Output everything from the row containing "Please annotate the paved" down to the final row below as a Markdown table with the columns Index and Text. Number each row in Index, put its words in Text, and leave out blank lines.

**Dataset:**

──────────

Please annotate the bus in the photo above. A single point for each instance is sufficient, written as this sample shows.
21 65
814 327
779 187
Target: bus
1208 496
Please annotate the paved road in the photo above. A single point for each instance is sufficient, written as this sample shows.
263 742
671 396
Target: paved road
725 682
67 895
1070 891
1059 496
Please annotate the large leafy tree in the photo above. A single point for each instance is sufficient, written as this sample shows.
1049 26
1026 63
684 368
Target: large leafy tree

──────────

**Answer:**
| Index | Text |
|---|---|
| 1 | Please annotate the paved road in the photo above. A single point for each instance is sufficient, written as this sample shows. |
| 2 | 263 742 |
| 3 | 671 396 |
| 4 | Target: paved road |
| 5 | 725 682 |
| 6 | 67 895 |
| 7 | 1070 891 |
| 8 | 1059 496 |
| 9 | Please annotate the large leafy tree in the photo above. A single point for each instance is sufficient, written as this sample shows. |
| 10 | 1049 26 |
| 11 | 1026 63 |
| 12 | 684 368 |
| 13 | Target: large leafy tree |